*DOCUMENT EXCERPT*.
23. Cadillac Eldorado Brougham
The Eldorado Brougham featured a special design, quad headlights, and suicide doors. Cadillac trimmed the interior was lots of chrome and the finest leather. Buyers could even opt for sheepskin rugs and special seat patterns.
A particularly interesting detail was the stainless steel whiskey glasses that came with the car. Drivers could place the glasses on a small tray in front of the co-driver. Underneath the sculpted body was the latest air suspension technology and a 6.0-liter V8 engine that produced 325 HP. Definitely one of the more impressive sedans of the era.
22. 1961 Lincoln Continental
Back in the late ’50s, Ford’s luxury division Lincoln was far behind Cadillac in sales numbers and popularity. Despite building big luxurious cruisers with powerful engines, those late ’50s Lincolns just weren’t as high-quality or as attractive as the comparable Cadillacs. Ford decided that had to change and the 1961 Lincoln Continental was born.
When Lincoln revealed the new model, the automotive public was stunned. The beautiful, elegance style, conservative use of chrome, straight lines, and then-futuristic design transformed the four-door luxury model into a work of modern art. All of a sudden, sales doubled. Soon, the new Continental became the official car of the White House because of its stately appearance and restrained elegance.

*GIVEN INFORMATION*.
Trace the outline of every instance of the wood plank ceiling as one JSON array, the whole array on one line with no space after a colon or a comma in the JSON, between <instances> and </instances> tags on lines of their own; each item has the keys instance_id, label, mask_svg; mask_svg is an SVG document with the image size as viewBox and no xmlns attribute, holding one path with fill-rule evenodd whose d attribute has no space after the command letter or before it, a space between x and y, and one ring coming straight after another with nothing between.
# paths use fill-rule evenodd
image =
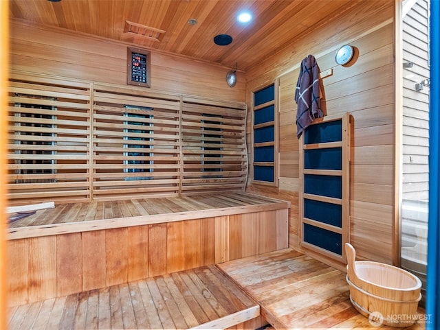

*DIRECTIONS*.
- 1) According to the luxury car countdown, what engine powered the Eldorado Brougham?
- 2) Quote the luxury car countdown word for word, taking everything from "A particularly interesting" down to "Continental was born.".
- 3) Extend the luxury car countdown, picking up right after its final sentence.
Nothing in the listing matters here.

*ANSWERS TO EACH TASK*.
- 1) A 6.0-liter V8 engine that produced 325 HP.

- 2)
A particularly interesting detail was the stainless steel whiskey glasses that came with the car. Drivers could place the glasses on a small tray in front of the co-driver. Underneath the sculpted body was the latest air suspension technology and a 6.0-liter V8 engine that produced 325 HP. Definitely one of the more impressive sedans of the era.
22. 1961 Lincoln Continental
Back in the late ’50s, Ford’s luxury division Lincoln was far behind Cadillac in sales numbers and popularity. Despite building big luxurious cruisers with powerful engines, those late ’50s Lincolns just weren’t as high-quality or as attractive as the comparable Cadillacs. Ford decided that had to change and the 1961 Lincoln Continental was born.

- 3)
The best exterior feature was the suicide doors with the rear doors opening towards the traffic. Although this wasn’t the best solution, it added to the charm of the Continental. Lincoln also offered a cool-looking four-door convertible model. It proved to be highly popular and quite unique on the market making the Continental one of the best sedans ever.
21. 1962 to 64 Chevrolet Impala
Chevrolet continually battled Ford for supremacy among sedans. In 1962 the company took a gamble by introducing an elegant new generation of the Impala that departed from design standards of the day. Similar to the 1961 Lincoln Continental, the 1962-64 Impala had elegant styling featuring straight lines. Chevrolet wanted to dominate the extremely lucrative full-size sedan market and equipped the new Impala with everything it had.
The new model featured five body styles, six engines, and three transmission choices. Chevrolet included a long list of optional equipment and one influential and innovative version: the Impala SS. First debuting in 1961, the Impala SS returned in 1962 in a new body style with the same engine, the mighty 409 V8 producing up to 409 HP.
Today, the 1962 to 64 Impala is still quite popular among sedans. Since they produced it in large quantities, it is one of the best generations of the Impala ever. During its three-year model span, the design endured subtle changes without affecting the elegance and classic proportion of these timeless sedans.
20. Pontiac Bonneville
The success of the GTO affected the whole Pontiac line. Suddenly, all Pontiacs became sportier and more powerful. Even four-door sedans become performance machines. The biggest and most luxurious Bonneville is the best example of that.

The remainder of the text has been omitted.